- Extracted text -
━━━━━━

CDS - Best Practices

page under construction ------------------------------

A large volume of data (100s of TB) is downloaded everyday from the CDS.

In this page we summarise:

The reasons underpinning the CDS queuing time
The size of the CEMS-Flood datasets stored on MARS and accessible through the CDS
The best practices to to maximise efficiency and minimise waiting time.

CDS Request times

CDS Queuing can be monitored from the 'Your Requests' or using the 'CDS Live'

The CDS retrieval times can vary significantly depending on the number of requests that the CDS has at any one time and also based on the following factors that affect EFAS and GloFAS:

The priority of the dataset in question
The size of the request
The number of requests submitted by a user
The number of requests to retrieve data from ECMWF Archive
The number of requests requesting a specific dataset
The number of active slots
The size of the overall queue.

The CDS strives to deliver data as fast as possible, however, it is not an operational service and should not be relied upon to deliver data in real time as it is produced.
Here we will try to give some context of why requests can takes time:

Data for the CEMS-Floods (EFAS and GloFAS) datasets are held within MARS at ECMWF.

━━━━━━

- Stored data -

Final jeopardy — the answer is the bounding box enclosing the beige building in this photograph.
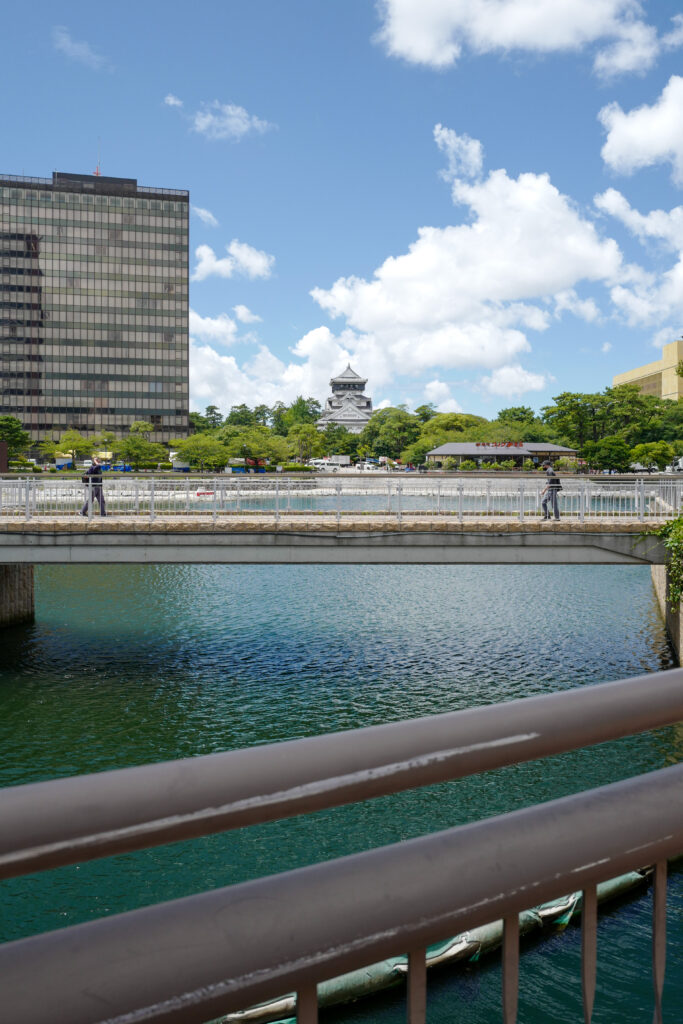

━━━━━━

- Work to do -
Continue the page on CDS best practices from the point where it stops, explaining why requests for CEMS-Flood data can take time.

- Result for this exercise -
The MARS Service is a system designed for the request of GRIB Files based on a Disk Cache and Tape storage architecture.

Most recent data is held on disk cache with all data being available from Tape.
When a user requests data, the CDS queues the request based on the CDS's own queueing priorities using the factors described above.

Once the job becomes eligible it is passed to the MARS Service at ECMWF for extraction of the relevant fields.

It is only at this point that you will see your job as 'Running'

Selecting areas of data does not mean that you are not retrieving the whole globe. Each timestep of each date of each variable is classed as an individual grib field.

MARS extracts sub areas by retrieving the global grid and cropping the area and returning the requested area.

MARS as a separate service also has constraints on its workload and has separate QOS limits that apply to jobs for data as it is a service shared across Operational services 'ie producing ERA5 and GloFAS' and non operational services such as the CDS.

CEMS-Flood data on MARS

Table 1 -

Dataset	CDS Catalogue Form	Overall Size	Days on Disk
GloFAS climatology	https://cds.climate.copernicus.eu/cdsapp#!/dataset/cems-glofas-historical?tab=overview	86GB	30
GloFAS forecast	https://cds.climate.copernicus.eu/cdsapp#!/dataset/cems-glofas-forecast	7.6TB	15
GloFAS reforecast	https://cds.climate.copernicus.eu/cdsapp#!/dataset/cems-glofas-reforecast	6TB	0 (unless recently requested)
GloFAS seasonal forecast	https://cds.climate.copernicus.eu/cdsapp#!/dataset/cems-glofas-seasonal	0.5TB	10 days for most recent forecast
GloFAS seasonal reforecast	https://cds.climate.copernicus.eu/cdsapp#!/dataset/cems-glofas-seasonal-reforecast	8.75TB	0 (unless recently requested)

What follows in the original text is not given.